▶ **DOCUMENT SECTION**:
# Deadly Mallard Decoys?



## kberggren (Mar 27, 2006)

Just wondering if anyone has ever used Deadly Decoys Mallard Windsocks and just curious what your experience has been with them? I have 30 GHG Mallard Fullbodys and 5/8 Shells but have a couple of areas that are a long walk and was wondering about lighting the load. I have 3-4 dz Outlaw Mallard silhouettes was thinking about adding 1-2 dz Mallard windsocks to the spread. They will be used to hunt fields, shallow water, mud flats, and sand bars. Thanks for the info!


----------



## Old Hunter (Mar 8, 2002)

Get some silosock mallard decoys.


----------



## BROWNDOG (Nov 2, 2004)

I bought 2 dozen last year and was very happy with them. IMHO I feel they look alot better than the silo decoys. We mixed them with full bodies and they looked and worked great.


----------



## Goose Swatter (Jan 27, 2008)

I bought two dozen of the Canadian Deadly Decoys and I took them back after one outting. I thought they were the worst product I have ever purchased. The heads wouldn't stay on and the bodies weren't very impressive.


----------



## dfisher (Oct 12, 2007)

Never used them, but if I get a mallard field type decoy that's what they will be. I think they look very good from the pics I've seen and they must be from the other posts on this topic.
Good luck,
Dan


----------



## Rick Risvold (May 25, 2003)

They are coming out with feeder heads to go along with their upright heads. They are packed 4 upright and eight feeders. They look sweet.


----------



## bluebird (Feb 28, 2008)

They work GREAT :beer:


----------

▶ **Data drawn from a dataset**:

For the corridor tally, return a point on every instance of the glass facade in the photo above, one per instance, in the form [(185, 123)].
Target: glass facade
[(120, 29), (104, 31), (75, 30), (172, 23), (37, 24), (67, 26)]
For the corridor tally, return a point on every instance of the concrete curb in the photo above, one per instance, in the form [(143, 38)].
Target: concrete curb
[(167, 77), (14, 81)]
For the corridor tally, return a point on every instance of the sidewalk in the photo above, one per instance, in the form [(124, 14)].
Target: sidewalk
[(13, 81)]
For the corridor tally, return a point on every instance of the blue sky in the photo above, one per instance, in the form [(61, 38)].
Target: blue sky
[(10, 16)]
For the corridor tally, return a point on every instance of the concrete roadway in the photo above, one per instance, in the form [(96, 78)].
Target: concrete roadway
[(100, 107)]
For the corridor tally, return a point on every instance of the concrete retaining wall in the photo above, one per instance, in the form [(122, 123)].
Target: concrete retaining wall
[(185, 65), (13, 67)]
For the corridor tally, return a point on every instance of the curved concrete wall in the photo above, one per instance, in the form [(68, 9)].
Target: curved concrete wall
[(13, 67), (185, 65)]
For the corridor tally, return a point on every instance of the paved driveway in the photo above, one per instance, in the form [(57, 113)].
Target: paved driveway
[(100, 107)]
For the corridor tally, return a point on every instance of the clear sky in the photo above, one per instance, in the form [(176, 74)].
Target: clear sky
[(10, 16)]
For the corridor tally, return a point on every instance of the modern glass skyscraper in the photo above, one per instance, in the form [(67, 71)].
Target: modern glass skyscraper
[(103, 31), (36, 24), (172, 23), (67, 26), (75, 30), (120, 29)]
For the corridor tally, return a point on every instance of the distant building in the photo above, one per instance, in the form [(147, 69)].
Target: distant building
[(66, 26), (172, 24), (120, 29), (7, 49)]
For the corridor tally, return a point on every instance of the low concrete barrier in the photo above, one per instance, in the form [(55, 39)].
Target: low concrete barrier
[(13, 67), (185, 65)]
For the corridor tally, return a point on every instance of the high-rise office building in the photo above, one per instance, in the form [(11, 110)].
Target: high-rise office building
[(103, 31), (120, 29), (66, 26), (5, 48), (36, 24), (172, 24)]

▶ **TASKS TO PERFORM**:
1. For each statement below, answer yes or no according to the decoy thread, and quote the words from the thread that decide it.
(a) The person who started the thread owns 30 GHG Mallard full-body decoys.
(b) Goose Swatter kept the Canadian Deadly Decoys after using them once.
(c) The new heads are packed as eight upright and four feeder heads.
2. Reproduce word for word the part of the decoy thread that opens with the words containing "Get some silosock" and closes with "and worked great.".

▶ **ANSWERS TO THE EXERCISES**:
1.
(a) Yes: "I have 30 GHG Mallard Fullbodys"
(b) No: "I took them back after one outting"
(c) No: "They are packed 4 upright and eight feeders"

2.
Get some silosock mallard decoys.


----------



## BROWNDOG (Nov 2, 2004)

I bought 2 dozen last year and was very happy with them. IMHO I feel they look alot better than the silo decoys. We mixed them with full bodies and they looked and worked great.